**Dataset records:**
▼

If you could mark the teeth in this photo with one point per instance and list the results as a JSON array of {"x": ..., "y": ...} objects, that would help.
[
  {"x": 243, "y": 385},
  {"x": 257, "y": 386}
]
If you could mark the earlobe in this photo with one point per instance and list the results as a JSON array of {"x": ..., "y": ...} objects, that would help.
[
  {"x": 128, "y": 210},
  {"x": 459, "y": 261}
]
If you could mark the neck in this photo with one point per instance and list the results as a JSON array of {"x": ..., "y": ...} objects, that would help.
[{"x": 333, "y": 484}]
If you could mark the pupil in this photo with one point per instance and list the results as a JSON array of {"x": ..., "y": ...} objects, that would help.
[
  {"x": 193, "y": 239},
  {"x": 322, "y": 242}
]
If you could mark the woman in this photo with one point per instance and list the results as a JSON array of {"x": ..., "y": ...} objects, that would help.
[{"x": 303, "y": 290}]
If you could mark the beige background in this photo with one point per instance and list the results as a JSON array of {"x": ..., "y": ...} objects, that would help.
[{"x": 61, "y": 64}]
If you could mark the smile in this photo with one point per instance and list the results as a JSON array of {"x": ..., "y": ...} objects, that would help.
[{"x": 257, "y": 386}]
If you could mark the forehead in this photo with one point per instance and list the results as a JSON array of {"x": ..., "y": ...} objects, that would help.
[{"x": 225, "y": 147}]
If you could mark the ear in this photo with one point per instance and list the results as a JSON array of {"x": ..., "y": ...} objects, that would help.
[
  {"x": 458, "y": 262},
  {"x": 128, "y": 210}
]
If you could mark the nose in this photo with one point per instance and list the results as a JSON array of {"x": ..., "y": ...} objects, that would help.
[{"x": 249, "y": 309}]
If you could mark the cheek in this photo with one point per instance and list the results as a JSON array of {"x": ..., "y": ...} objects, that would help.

▲

**Written exercise:**
Recite the full listing above exactly.

**Answer for this exercise:**
If you could mark the teeth in this photo with one point per instance and list the results as a JSON array of {"x": ..., "y": ...} objects, that would help.
[
  {"x": 243, "y": 385},
  {"x": 257, "y": 386}
]
If you could mark the earlobe in this photo with one point per instance and list the results as a JSON array of {"x": ..., "y": ...} objects, that would help.
[
  {"x": 128, "y": 210},
  {"x": 459, "y": 261}
]
If you could mark the neck in this photo with one point per instance and list the results as a JSON array of {"x": ..., "y": ...} objects, that would help.
[{"x": 333, "y": 484}]
If you could mark the pupil in this photo with one point per instance and list the results as a JSON array of {"x": ..., "y": ...} objects, that would help.
[
  {"x": 193, "y": 239},
  {"x": 322, "y": 242}
]
If you could mark the woman in this photo with one point per instance and list the results as a JSON array of {"x": ..., "y": ...} objects, that would help.
[{"x": 303, "y": 290}]
If you could mark the beige background in this photo with one point per instance and list the results as a JSON array of {"x": ..., "y": ...} objects, that would help.
[{"x": 61, "y": 64}]
If you could mark the smile in this photo with one point per instance and list the results as a JSON array of {"x": ..., "y": ...} objects, that would help.
[{"x": 257, "y": 386}]
If you could mark the forehead in this photo with one point per instance and list the results as a JSON array of {"x": ..., "y": ...} objects, that would help.
[{"x": 225, "y": 147}]
If you could mark the ear in this photo with one point per instance and list the results as a JSON array of {"x": ..., "y": ...} objects, that would help.
[
  {"x": 458, "y": 262},
  {"x": 128, "y": 210}
]
If you could mark the nose in this photo with one point per instance and list the results as a JSON array of {"x": ..., "y": ...} objects, that would help.
[{"x": 249, "y": 309}]
If you could mark the cheek in this photo with one point per instance and list the results as a JSON array of {"x": ..., "y": ...} objects, that would help.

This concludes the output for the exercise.